(Region segmentation data)

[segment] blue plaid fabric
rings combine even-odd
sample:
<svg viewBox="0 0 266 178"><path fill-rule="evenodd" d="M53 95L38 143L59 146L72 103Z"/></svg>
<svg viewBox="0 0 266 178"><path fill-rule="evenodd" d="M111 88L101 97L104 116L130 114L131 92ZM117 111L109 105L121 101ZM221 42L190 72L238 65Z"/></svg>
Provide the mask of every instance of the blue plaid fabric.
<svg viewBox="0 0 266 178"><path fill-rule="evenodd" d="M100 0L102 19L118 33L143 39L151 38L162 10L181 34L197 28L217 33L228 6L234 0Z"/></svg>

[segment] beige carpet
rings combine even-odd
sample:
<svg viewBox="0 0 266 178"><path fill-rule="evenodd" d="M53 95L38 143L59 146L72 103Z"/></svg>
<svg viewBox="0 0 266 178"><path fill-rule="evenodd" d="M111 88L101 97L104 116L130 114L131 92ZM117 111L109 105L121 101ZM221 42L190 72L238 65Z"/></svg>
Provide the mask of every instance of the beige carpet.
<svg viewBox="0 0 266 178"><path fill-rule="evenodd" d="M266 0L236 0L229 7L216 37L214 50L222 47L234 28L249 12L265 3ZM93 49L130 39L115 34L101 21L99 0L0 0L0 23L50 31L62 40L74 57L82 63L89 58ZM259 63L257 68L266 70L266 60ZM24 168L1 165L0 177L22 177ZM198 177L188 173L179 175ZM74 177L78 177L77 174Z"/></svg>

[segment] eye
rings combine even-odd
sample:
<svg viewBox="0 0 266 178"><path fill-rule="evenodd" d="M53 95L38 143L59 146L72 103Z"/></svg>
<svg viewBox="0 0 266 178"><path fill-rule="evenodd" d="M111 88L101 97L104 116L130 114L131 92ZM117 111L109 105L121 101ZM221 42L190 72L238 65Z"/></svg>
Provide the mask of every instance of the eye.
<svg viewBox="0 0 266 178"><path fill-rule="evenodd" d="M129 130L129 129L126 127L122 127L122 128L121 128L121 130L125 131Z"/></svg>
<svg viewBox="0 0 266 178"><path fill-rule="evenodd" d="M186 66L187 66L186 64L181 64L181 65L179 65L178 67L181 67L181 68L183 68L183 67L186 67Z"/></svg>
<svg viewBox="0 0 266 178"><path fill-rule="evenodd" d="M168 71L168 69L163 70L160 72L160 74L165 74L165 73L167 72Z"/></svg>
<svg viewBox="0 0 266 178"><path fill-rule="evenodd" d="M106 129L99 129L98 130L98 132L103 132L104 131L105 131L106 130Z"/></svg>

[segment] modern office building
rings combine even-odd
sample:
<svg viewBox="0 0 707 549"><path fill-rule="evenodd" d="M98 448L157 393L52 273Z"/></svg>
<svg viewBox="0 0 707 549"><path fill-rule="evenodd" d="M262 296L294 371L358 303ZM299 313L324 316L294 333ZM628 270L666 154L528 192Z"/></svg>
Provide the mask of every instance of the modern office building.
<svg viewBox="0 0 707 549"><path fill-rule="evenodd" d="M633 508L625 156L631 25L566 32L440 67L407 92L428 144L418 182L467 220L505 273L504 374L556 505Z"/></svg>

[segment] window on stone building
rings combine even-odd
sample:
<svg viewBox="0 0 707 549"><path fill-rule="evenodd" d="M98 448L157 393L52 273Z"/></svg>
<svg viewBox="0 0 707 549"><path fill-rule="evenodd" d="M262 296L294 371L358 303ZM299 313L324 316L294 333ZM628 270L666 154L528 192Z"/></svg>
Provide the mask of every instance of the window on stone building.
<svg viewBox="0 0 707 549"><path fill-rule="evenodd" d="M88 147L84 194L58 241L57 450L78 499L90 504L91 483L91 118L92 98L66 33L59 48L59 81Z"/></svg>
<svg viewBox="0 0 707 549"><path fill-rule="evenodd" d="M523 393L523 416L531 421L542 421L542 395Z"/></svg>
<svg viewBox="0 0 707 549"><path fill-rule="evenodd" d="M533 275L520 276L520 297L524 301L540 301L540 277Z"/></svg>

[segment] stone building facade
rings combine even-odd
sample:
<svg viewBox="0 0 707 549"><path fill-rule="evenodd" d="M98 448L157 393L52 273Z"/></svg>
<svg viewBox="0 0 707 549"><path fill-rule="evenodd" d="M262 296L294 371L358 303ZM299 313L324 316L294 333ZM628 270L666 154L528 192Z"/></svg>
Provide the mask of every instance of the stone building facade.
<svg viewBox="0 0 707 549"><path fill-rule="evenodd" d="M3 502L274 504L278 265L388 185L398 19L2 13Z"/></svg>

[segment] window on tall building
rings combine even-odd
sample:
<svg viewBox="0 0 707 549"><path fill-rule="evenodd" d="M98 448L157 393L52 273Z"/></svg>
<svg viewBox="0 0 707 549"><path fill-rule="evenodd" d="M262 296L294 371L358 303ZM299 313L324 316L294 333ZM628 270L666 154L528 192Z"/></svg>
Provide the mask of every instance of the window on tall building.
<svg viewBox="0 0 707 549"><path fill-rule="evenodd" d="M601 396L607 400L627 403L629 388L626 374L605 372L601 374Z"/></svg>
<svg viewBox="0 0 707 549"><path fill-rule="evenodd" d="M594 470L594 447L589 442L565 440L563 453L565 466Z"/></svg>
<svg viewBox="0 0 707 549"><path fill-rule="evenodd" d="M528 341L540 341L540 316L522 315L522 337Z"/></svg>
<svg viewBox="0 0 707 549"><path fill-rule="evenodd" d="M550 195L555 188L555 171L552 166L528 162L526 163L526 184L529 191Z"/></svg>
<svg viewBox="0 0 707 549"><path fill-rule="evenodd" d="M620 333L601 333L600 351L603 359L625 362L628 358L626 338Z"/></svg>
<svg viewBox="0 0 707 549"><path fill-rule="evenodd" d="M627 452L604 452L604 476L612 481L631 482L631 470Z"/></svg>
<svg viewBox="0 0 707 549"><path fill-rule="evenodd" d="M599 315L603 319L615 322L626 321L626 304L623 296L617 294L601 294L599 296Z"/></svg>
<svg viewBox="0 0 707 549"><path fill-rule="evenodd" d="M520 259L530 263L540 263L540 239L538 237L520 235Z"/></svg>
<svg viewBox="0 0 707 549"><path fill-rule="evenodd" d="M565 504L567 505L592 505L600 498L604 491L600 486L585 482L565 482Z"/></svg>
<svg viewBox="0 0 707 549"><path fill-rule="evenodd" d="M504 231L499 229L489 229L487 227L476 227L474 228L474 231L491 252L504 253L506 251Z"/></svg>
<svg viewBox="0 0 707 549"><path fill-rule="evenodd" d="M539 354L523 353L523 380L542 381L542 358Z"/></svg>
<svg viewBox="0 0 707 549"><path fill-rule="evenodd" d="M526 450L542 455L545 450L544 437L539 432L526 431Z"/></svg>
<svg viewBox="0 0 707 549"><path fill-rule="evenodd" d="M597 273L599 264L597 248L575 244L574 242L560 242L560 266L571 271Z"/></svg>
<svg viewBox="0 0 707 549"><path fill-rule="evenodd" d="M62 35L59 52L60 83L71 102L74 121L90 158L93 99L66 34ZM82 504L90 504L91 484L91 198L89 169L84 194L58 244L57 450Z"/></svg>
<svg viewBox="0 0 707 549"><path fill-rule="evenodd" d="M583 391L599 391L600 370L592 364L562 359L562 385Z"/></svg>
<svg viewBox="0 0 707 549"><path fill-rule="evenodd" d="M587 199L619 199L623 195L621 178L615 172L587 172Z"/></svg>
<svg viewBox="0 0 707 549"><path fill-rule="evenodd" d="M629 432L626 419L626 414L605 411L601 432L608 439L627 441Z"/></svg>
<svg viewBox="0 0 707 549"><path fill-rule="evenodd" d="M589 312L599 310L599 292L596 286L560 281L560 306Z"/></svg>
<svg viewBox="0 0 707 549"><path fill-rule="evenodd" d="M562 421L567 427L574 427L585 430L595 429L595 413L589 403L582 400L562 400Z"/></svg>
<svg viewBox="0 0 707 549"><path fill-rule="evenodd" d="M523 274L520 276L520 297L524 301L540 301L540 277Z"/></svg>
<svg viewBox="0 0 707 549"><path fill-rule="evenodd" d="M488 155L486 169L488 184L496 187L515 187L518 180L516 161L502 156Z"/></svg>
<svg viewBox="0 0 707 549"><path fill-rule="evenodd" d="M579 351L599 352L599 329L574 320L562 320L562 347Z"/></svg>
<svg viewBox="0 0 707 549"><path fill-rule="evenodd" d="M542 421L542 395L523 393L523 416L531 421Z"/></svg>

**STATED GOAL:** Copy the lines above, beginning at the line that has "[segment] modern office building" and stopping after the line that has "502L274 504L278 265L388". Put "Return" in place of "Provide" and leave everything else unchanged.

**RESPONSE FOR THIS EXERCISE:**
[segment] modern office building
rings combine even-odd
sample:
<svg viewBox="0 0 707 549"><path fill-rule="evenodd" d="M98 448L157 393L52 273Z"/></svg>
<svg viewBox="0 0 707 549"><path fill-rule="evenodd" d="M262 296L294 371L358 303ZM299 313L324 316L294 333ZM628 270L666 154L528 192Z"/></svg>
Return the mask of every instance of the modern office building.
<svg viewBox="0 0 707 549"><path fill-rule="evenodd" d="M633 508L625 156L631 25L566 32L440 67L407 92L428 144L418 182L467 220L505 273L504 374L556 505Z"/></svg>

[segment] window on stone building
rings combine even-odd
sample:
<svg viewBox="0 0 707 549"><path fill-rule="evenodd" d="M98 448L157 393L52 273Z"/></svg>
<svg viewBox="0 0 707 549"><path fill-rule="evenodd" d="M262 296L294 371L358 303ZM299 313L324 316L294 333ZM628 270L666 154L528 192Z"/></svg>
Return the mask of every instance of the window on stone building.
<svg viewBox="0 0 707 549"><path fill-rule="evenodd" d="M88 147L84 194L58 241L57 450L78 499L90 504L91 483L91 118L92 98L66 33L59 48L59 81Z"/></svg>
<svg viewBox="0 0 707 549"><path fill-rule="evenodd" d="M523 393L523 416L531 421L542 421L542 395Z"/></svg>
<svg viewBox="0 0 707 549"><path fill-rule="evenodd" d="M533 275L520 276L520 297L524 301L540 301L540 277Z"/></svg>

[segment] stone building facade
rings combine even-odd
sample:
<svg viewBox="0 0 707 549"><path fill-rule="evenodd" d="M98 448L157 393L52 273Z"/></svg>
<svg viewBox="0 0 707 549"><path fill-rule="evenodd" d="M262 296L294 371L358 303ZM299 313L324 316L294 333ZM628 270L666 154L528 192Z"/></svg>
Return the mask of every instance of the stone building facade.
<svg viewBox="0 0 707 549"><path fill-rule="evenodd" d="M3 502L274 504L278 265L388 185L398 19L2 13Z"/></svg>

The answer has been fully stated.